*** Opening Stored data ***

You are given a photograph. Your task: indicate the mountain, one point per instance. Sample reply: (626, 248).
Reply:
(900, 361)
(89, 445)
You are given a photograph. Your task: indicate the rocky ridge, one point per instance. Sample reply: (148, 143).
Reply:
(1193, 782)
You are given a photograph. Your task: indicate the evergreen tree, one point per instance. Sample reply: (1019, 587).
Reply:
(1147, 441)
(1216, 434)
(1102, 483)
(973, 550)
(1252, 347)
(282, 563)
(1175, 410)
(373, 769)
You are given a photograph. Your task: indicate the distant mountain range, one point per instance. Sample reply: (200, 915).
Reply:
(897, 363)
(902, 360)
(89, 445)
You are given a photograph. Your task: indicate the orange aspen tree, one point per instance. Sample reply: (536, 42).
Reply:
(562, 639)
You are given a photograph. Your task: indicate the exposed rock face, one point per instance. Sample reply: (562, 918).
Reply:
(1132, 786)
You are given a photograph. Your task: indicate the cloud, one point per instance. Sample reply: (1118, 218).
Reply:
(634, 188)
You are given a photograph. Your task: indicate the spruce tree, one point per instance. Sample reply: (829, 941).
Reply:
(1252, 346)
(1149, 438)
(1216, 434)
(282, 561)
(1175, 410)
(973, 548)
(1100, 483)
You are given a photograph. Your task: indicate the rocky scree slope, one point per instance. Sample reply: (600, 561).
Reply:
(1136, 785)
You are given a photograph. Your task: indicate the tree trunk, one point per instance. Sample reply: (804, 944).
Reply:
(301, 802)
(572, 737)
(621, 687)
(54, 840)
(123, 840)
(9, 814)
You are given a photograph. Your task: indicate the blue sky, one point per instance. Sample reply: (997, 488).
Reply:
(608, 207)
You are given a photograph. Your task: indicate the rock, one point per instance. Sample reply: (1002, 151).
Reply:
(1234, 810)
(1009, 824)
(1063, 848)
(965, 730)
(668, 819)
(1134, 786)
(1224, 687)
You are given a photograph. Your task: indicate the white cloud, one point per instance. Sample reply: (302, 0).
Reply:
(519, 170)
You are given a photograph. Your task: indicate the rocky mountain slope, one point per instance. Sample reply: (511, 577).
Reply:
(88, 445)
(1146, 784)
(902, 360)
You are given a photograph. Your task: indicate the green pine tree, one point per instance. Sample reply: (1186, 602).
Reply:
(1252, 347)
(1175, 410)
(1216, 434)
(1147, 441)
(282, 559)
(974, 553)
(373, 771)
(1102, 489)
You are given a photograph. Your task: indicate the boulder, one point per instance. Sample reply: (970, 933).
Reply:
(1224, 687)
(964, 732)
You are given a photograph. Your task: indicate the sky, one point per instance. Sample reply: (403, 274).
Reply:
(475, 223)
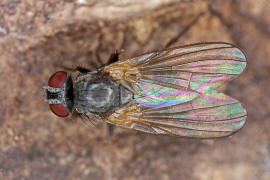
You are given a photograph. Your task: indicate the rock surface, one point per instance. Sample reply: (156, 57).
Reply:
(37, 37)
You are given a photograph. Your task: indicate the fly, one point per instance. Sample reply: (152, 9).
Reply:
(168, 92)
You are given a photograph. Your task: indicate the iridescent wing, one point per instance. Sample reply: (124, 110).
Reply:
(175, 91)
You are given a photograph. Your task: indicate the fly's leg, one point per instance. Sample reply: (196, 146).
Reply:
(81, 70)
(110, 129)
(114, 56)
(76, 69)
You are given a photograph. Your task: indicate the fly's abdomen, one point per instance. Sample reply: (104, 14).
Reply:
(100, 97)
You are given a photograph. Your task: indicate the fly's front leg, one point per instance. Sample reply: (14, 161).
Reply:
(114, 56)
(81, 70)
(110, 129)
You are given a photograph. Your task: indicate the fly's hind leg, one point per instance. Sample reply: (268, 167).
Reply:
(76, 69)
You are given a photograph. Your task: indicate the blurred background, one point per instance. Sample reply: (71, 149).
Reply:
(37, 37)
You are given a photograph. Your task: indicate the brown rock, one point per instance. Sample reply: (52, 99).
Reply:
(38, 37)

*** Closing Stored data ***

For this exercise, copy word for word the line that contains "reply: (156, 57)." and every line after it, ending with the last line of the entries above.

■ **Response**
You are given a photograph. Your task: indicate the rock surface, one point per instance. Sample reply: (156, 57).
Reply:
(37, 37)
You are given a photograph. Your task: indicate the fly, one point per instance. Sample reply: (152, 9).
Reply:
(168, 92)
You are given a photograph. Your task: indicate the iridescent wing, one point per instance. Sample reply: (124, 110).
Reply:
(175, 91)
You are given a photograph. Your task: indicate the fly's leg, one point per instance. Sample reply: (196, 146).
Reply:
(81, 70)
(110, 129)
(114, 56)
(76, 69)
You are given a photograph. Your task: indicate the fly's abdomen, one point per instance. Sample reply: (104, 14).
Reply:
(100, 97)
You are given a photograph. Your task: indicate the fly's front leg, one point per instance. Sample reply: (14, 161).
Reply:
(114, 56)
(81, 70)
(110, 129)
You are given a photograph. Your task: indicate the fly's hind leg, one point per instance. Sample reply: (268, 167).
Reply:
(76, 69)
You are given a photograph. Your task: indicate the blurred background, one point per instance. Sample reply: (71, 149).
Reply:
(37, 37)
You are given a photograph. Your task: indicate the brown rock, one point per instance. Sample reply: (52, 99).
Reply:
(38, 37)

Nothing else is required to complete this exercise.